- The request
Beginning with the line where "Task: pick out every instance of the weathered" appears, repeat every remaining line of the entries exactly, the last line included.

- Data listing
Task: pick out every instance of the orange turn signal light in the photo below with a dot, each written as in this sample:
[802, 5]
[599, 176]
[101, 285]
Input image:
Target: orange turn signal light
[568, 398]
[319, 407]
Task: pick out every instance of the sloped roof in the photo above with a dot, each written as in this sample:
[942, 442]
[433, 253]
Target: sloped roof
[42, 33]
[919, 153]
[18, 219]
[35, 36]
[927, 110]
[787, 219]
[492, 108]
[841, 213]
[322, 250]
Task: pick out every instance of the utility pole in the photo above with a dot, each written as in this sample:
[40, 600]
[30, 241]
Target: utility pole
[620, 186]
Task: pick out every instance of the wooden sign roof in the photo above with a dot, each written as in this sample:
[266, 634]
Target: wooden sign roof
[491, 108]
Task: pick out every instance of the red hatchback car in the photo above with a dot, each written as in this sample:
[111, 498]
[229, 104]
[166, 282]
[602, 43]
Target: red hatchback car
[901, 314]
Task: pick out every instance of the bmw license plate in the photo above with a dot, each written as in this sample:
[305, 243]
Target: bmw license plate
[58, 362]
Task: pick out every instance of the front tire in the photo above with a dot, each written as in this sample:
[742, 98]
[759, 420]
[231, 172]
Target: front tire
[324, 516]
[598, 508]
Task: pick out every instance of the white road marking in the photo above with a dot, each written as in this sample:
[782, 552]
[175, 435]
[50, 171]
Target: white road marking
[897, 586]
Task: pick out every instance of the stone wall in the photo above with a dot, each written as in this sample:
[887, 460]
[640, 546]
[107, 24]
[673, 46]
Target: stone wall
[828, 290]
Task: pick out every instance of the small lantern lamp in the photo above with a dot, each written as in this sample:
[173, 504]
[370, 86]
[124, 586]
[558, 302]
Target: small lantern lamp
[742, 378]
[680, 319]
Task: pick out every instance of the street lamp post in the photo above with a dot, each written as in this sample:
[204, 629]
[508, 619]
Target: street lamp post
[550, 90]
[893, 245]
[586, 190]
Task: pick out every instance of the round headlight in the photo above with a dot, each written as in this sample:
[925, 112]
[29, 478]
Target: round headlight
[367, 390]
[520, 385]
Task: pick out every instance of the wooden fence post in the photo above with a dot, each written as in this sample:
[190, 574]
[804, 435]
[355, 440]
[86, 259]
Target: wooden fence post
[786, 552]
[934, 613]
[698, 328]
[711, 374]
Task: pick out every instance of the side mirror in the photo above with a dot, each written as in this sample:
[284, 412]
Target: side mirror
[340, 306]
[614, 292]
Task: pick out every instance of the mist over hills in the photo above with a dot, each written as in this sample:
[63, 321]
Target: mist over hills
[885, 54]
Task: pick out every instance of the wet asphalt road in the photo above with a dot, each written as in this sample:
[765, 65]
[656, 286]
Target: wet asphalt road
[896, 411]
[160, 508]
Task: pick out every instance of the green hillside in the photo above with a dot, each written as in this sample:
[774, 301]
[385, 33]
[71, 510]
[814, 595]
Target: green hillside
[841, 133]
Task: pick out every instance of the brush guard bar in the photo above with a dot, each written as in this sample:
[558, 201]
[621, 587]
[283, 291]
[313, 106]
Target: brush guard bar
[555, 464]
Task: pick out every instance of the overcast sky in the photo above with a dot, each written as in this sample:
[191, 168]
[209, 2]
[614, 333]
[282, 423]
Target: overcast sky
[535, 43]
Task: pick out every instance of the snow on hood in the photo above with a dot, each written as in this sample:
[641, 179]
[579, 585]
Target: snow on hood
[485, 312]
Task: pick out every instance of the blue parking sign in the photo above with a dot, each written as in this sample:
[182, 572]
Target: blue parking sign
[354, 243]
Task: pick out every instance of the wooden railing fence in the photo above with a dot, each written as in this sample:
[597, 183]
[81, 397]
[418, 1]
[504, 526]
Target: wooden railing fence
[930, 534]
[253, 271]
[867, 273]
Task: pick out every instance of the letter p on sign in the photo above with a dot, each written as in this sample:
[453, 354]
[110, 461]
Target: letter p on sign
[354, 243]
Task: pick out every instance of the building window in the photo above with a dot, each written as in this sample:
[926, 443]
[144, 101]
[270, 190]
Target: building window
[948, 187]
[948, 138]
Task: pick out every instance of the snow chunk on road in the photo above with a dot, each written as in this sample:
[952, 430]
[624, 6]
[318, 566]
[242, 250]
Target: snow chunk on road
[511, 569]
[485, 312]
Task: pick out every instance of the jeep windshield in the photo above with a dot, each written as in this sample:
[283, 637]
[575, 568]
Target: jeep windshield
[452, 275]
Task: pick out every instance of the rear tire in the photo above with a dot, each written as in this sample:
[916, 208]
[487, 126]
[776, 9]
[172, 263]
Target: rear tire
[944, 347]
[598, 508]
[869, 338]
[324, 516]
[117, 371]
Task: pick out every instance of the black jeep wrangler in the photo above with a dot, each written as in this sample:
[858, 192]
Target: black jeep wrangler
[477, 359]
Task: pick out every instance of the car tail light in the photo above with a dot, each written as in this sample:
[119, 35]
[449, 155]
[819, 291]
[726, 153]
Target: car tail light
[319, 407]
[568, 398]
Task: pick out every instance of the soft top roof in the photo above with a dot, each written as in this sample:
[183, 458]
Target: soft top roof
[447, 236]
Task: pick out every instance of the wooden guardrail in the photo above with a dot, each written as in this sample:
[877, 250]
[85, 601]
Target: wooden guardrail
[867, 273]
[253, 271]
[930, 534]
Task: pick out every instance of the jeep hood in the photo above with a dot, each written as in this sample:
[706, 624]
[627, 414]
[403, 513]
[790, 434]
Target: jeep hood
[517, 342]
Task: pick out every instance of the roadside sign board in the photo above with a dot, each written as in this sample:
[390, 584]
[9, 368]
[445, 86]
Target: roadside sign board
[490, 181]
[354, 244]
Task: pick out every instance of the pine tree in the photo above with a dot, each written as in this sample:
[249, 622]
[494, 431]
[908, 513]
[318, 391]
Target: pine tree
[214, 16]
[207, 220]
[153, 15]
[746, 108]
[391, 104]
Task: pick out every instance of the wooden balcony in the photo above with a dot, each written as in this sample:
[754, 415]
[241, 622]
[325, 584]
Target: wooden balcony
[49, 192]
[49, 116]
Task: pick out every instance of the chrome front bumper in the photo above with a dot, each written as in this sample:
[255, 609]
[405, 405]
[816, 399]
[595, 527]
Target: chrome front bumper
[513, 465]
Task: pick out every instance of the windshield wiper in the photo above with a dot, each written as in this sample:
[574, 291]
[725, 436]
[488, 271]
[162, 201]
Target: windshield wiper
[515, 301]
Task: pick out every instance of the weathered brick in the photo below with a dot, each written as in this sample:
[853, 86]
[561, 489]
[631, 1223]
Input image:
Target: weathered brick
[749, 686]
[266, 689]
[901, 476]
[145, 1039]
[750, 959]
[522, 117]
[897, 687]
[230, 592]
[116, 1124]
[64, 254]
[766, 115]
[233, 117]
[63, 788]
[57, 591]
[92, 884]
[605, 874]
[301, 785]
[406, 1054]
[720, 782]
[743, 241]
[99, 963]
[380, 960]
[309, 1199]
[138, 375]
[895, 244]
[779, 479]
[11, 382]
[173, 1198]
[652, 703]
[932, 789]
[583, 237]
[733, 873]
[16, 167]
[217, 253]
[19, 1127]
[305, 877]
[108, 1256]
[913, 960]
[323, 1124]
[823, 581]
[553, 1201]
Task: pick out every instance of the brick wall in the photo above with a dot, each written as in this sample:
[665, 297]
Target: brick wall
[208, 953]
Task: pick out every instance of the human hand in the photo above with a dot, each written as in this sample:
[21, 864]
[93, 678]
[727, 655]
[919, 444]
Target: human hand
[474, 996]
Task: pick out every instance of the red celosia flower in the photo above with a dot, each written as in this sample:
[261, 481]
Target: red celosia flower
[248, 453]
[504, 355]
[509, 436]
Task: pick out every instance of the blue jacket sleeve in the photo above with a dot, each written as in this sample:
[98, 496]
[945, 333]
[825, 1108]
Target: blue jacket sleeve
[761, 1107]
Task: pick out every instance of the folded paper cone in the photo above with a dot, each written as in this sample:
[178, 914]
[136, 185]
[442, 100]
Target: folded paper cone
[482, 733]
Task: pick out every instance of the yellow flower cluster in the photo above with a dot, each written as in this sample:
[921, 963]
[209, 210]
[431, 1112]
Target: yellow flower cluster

- Answer to this problem
Task: pick out every instance of the weathered brick in the photo below with a dot, each written as in this sample:
[853, 86]
[561, 489]
[631, 1223]
Input image:
Target: weathered brick
[749, 686]
[266, 689]
[901, 476]
[145, 1039]
[750, 959]
[522, 117]
[897, 687]
[230, 592]
[116, 1124]
[64, 254]
[766, 115]
[233, 117]
[63, 788]
[57, 591]
[92, 884]
[605, 874]
[301, 785]
[406, 1054]
[720, 782]
[743, 241]
[99, 963]
[380, 960]
[309, 1199]
[138, 375]
[895, 244]
[779, 479]
[11, 382]
[173, 1198]
[652, 703]
[932, 789]
[583, 237]
[733, 873]
[16, 167]
[217, 253]
[19, 1127]
[305, 877]
[108, 1256]
[913, 960]
[323, 1124]
[823, 581]
[553, 1201]
Task: pick out every instance of the brick wall in the photo above with a dot, each written as in this sample:
[665, 297]
Target: brick wall
[208, 953]
Task: pick out every instance of the human hand in the photo above with a dot, each written as in this sample:
[21, 864]
[93, 678]
[727, 655]
[919, 444]
Target: human hand
[474, 996]
Task: pick out every instance of the red celosia flower in the photo above with a dot, each written as in this sample:
[261, 481]
Target: red celosia flower
[248, 453]
[504, 355]
[509, 436]
Task: pick out every instance of the blue jacket sleeve in the photo above with a dot, each written as in this sample:
[98, 496]
[945, 333]
[825, 1108]
Target: blue jacket sleeve
[761, 1107]
Task: pick out every instance of the folded paper cone in the photo above with a dot, each written as in this sample:
[178, 914]
[136, 185]
[442, 100]
Target: folded paper cone
[482, 733]
Task: pick out every instance of the yellow flower cluster in the photo above with a dot, each written as in this sample:
[921, 963]
[209, 210]
[431, 1112]
Target: yellow flower cluster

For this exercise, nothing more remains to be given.